* _YOUR OBJECTIVE_
Copy out the lines below word for word, starting with the line that has "Each instance of the side" and stopping after the line that has "Target: side window".

* _TASK MATERIAL_

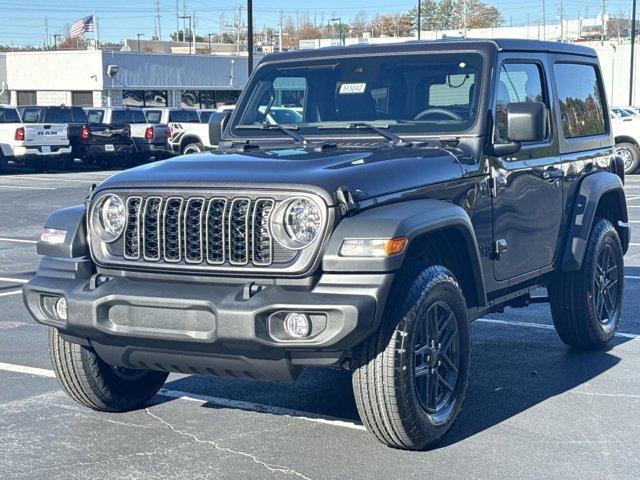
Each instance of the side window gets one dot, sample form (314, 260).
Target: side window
...
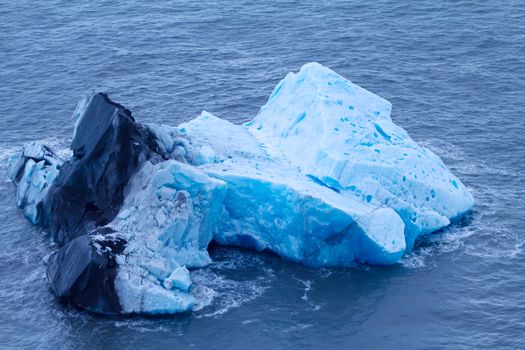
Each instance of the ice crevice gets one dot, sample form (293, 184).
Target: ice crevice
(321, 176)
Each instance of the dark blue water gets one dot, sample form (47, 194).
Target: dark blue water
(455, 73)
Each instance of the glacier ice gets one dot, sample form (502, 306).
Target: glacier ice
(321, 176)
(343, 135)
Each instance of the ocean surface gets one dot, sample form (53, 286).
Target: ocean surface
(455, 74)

* _EXERCISE ANSWER_
Each instance of the side window gets one dot, sample form (314, 260).
Target: side window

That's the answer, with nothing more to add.